Oakland goes to pot — and that's not bad 


In California, a surprising new union movement is growing like a weed, having taken root in a burgeoning economic sector that has enormous potential: marijuana.

The Golden State was one of the first to legalize the use of medical marijuana, and a network of licensed growers, dispensaries and other related businesses has since flourished.

It turns out that pot is a labor-intensive product, and the producers, distributors and retailers of weed have become something of a hotbed for local job growth. These workers, as in any other industry, need a unified voice to achieve a living wage, decent benefits, training, job security, upward mobility and other elements of a shared prosperity that create a middle class. In a word, unions.

In Oakland, the first step toward a unionized workforce for medical marijuana businesses was taken this May when about a hundred retail employees voted to join Local 5 of the United Food and Commercial Workers. With a depressingly high unemployment rate, Oakland officials cheered this introduction of good paychecks, which will allow families to spread their increased incomes through the local economy.

▶ **Given records**
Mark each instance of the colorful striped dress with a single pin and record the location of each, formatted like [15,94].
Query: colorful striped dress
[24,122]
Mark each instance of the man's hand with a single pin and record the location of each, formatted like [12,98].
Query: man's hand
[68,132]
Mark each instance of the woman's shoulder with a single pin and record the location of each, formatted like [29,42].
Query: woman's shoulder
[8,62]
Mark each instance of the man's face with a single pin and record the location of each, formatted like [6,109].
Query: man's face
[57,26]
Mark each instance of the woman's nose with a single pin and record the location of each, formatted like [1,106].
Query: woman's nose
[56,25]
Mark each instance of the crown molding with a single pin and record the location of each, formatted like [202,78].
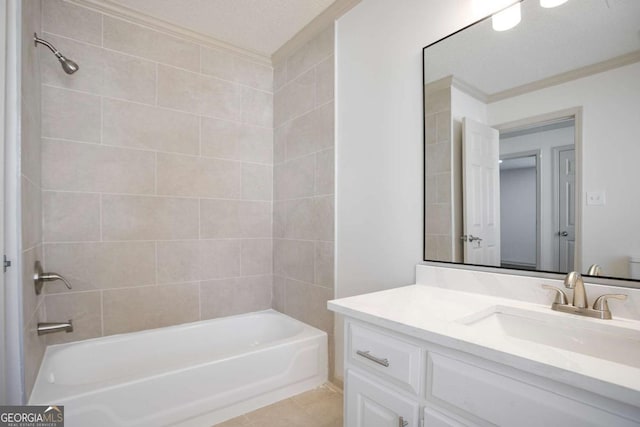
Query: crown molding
[578,73]
[111,8]
[313,28]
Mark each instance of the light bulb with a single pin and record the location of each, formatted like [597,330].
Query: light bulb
[551,3]
[507,18]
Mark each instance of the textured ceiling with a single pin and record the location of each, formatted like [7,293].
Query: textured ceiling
[547,42]
[261,26]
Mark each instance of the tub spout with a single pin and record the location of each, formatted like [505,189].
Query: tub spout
[51,327]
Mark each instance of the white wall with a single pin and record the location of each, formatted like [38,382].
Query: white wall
[379,139]
[610,157]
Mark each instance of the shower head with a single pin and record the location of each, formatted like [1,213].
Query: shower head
[68,65]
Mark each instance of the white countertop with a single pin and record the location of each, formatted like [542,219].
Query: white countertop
[433,314]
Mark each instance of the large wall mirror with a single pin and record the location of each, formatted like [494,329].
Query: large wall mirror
[532,142]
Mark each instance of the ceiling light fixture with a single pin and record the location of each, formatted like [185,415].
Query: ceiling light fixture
[506,19]
[551,3]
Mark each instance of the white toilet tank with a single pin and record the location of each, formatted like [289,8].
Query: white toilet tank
[634,267]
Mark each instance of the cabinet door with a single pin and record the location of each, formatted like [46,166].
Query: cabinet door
[371,403]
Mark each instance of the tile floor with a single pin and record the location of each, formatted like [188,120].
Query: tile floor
[321,407]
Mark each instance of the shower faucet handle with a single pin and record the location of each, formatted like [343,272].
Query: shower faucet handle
[39,277]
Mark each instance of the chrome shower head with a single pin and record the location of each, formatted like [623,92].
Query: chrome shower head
[68,65]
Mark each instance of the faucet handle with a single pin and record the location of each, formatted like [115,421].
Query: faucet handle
[561,297]
[601,302]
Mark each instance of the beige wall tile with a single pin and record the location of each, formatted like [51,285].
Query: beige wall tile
[139,126]
[70,115]
[90,58]
[312,53]
[143,42]
[295,178]
[280,143]
[310,133]
[437,101]
[198,177]
[257,257]
[324,211]
[101,265]
[279,286]
[178,261]
[252,74]
[256,144]
[324,266]
[71,217]
[84,309]
[220,138]
[257,107]
[307,219]
[219,258]
[87,167]
[301,94]
[230,140]
[135,309]
[325,172]
[62,18]
[431,129]
[235,219]
[225,100]
[228,66]
[325,81]
[179,89]
[439,219]
[129,78]
[209,96]
[280,103]
[257,181]
[149,218]
[438,157]
[294,259]
[308,303]
[219,298]
[279,75]
[31,141]
[31,214]
[218,63]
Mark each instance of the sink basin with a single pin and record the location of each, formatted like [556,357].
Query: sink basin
[598,338]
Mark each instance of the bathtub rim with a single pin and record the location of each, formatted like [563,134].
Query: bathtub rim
[307,332]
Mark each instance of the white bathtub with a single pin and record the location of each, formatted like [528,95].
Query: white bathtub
[196,374]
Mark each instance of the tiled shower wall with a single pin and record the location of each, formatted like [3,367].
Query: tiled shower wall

▶ **Exercise instructions**
1. According to the article on Oakland's marijuana workers, which union did about a hundred retail employees vote to join this May?
2. Go on with the article on Oakland's marijuana workers from the point where it stops.
Nothing in the records is needed here.

▶ **Answers to the tasks**
1. Local 5 of the United Food and Commercial Workers.

2.
Then, in September, Local 70 of the Teamsters Union added to Oakland's marijuana momentum by signing up about 40 gardeners, trimmers and other skilled workers employed by a local business that contracts to grow pot for medical marijuana patients in the area.

The Teamsters negotiated a two-year contract that provides a $7 per hour pay hike, health coverage, paid vacation and pension — the kind of jobs that can sustain a community.

Ironically, federal law still outlaws marijuana, but common-sense state and local laws are showing that, by literally going to pot, such legalized grassroots enterprises can give people and communities a new high.